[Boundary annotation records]
»»

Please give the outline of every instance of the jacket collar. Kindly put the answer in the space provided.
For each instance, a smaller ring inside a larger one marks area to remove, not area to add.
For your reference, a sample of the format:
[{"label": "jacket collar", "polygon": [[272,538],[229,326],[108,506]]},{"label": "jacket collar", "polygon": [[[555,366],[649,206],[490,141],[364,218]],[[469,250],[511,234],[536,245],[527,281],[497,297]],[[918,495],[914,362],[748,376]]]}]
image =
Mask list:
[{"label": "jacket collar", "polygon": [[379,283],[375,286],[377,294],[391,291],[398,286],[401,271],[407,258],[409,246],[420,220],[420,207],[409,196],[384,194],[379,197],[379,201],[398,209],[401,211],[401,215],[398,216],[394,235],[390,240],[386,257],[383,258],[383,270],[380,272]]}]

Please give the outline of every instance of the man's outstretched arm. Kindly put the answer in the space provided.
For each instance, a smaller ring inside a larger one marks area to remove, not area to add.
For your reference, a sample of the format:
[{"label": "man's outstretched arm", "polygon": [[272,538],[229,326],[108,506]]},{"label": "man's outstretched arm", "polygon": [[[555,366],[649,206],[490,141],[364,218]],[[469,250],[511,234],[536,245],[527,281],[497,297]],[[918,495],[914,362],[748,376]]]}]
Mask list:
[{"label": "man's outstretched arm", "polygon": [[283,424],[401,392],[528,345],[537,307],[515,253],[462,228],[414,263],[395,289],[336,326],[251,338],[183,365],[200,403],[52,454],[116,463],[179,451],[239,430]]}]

««

* Required task *
Update the material by changing every "smaller ring" to "inner ring", leaving all other text as it is.

* Solution to this task *
Please give the outline of every instance of the jacket collar. Kindly put the answer in the space provided.
For each instance, a inner ring inside a larger one marks area to remove, not area to add.
For your reference, a sample of the format:
[{"label": "jacket collar", "polygon": [[272,538],[229,326],[108,506]]},{"label": "jacket collar", "polygon": [[[555,366],[649,206],[490,141],[364,218]],[[469,250],[511,234],[536,245],[527,281],[497,297]],[[918,495],[914,362],[748,376]]]}]
image =
Mask list:
[{"label": "jacket collar", "polygon": [[379,283],[375,286],[377,294],[391,291],[398,286],[401,271],[407,258],[409,246],[420,220],[420,207],[409,196],[384,194],[379,197],[379,201],[398,209],[401,211],[401,215],[398,216],[394,235],[390,240],[386,257],[383,258],[383,270],[380,272]]}]

Please give the outline of every instance of the man's outstretched arm. Kindly put the answer in the space provided.
For each instance, a inner ring inside a larger one marks area to remove, not area to add.
For your reference, a sample of the format:
[{"label": "man's outstretched arm", "polygon": [[272,538],[229,326],[108,506]]},{"label": "man's outstretched arm", "polygon": [[[555,366],[649,206],[490,141],[364,218]],[[469,250],[511,234],[536,245],[527,281],[497,297]],[[918,495],[914,362],[748,376]]]}]
Mask list:
[{"label": "man's outstretched arm", "polygon": [[283,424],[401,392],[528,345],[537,307],[515,253],[462,228],[414,263],[395,289],[336,326],[251,338],[183,365],[200,403],[52,454],[116,463],[179,451],[239,430]]}]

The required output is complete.